EXTRACTED RECORDS

......

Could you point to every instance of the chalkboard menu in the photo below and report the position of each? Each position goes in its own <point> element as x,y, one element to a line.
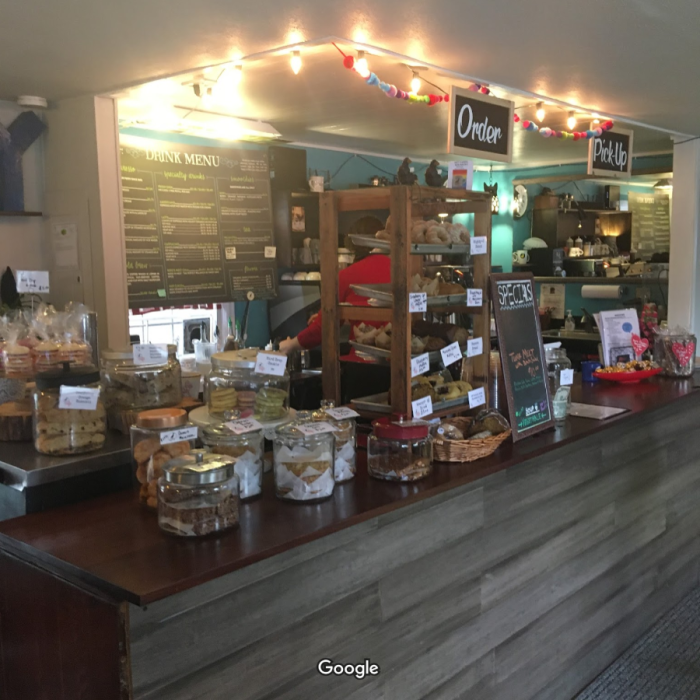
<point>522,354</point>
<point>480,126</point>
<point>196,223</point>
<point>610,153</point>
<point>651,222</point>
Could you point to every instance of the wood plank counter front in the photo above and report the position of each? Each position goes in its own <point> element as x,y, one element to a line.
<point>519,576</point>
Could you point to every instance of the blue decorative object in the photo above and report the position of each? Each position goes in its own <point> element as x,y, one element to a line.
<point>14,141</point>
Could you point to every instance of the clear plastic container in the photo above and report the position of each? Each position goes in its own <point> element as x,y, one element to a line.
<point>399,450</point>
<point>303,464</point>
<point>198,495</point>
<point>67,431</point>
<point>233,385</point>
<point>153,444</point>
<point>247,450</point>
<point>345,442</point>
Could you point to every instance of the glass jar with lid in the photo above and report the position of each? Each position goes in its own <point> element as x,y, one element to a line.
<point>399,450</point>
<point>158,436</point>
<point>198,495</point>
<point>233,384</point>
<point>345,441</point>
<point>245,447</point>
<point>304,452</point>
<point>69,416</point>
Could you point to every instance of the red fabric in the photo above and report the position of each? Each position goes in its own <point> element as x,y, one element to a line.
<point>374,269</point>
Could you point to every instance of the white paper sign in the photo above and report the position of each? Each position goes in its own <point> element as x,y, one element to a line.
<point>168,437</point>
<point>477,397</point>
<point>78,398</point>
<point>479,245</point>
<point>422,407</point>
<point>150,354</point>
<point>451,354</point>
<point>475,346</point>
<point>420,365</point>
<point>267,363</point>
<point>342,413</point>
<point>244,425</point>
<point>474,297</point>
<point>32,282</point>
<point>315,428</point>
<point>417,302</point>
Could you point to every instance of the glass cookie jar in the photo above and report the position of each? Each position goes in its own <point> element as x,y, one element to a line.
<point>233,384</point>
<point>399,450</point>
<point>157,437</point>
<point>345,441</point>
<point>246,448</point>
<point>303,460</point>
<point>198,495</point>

......

INSTRUCTIONS FOR THE TASK
Reproduce the items from the line with "Could you point to every instance of the wood" to the line with "<point>374,269</point>", both lines included, keeping every request unchanged and adding 55 to each coordinate in the answers.

EXERCISE RESPONSE
Could you point to every instance of the wood plank counter front in the photo above and report the position of each? Each position goes in its own <point> element as x,y, one element to a line.
<point>574,631</point>
Could you point to every instance of the blue decorative object in the photo above and report the position of each? Each position goes in its own <point> element as x,y, one element to a line.
<point>69,196</point>
Could you point to every instance of the clear plastic container in the photo above and report the position of each? Each position goes in its own <point> element as x,y, one element to a line.
<point>454,505</point>
<point>358,519</point>
<point>253,550</point>
<point>122,486</point>
<point>288,440</point>
<point>208,499</point>
<point>302,505</point>
<point>400,497</point>
Could you point to every instance of the glass jar with lid in the photo above and report the position of each? Each position goes in its own <point> element as x,y, one element to a line.
<point>454,505</point>
<point>213,491</point>
<point>253,550</point>
<point>288,439</point>
<point>400,496</point>
<point>300,502</point>
<point>359,507</point>
<point>124,471</point>
Could you point to every instance of the red fabric in the photo above and report the position of each? Each position goes in its own <point> element as x,y, one element to a line.
<point>429,324</point>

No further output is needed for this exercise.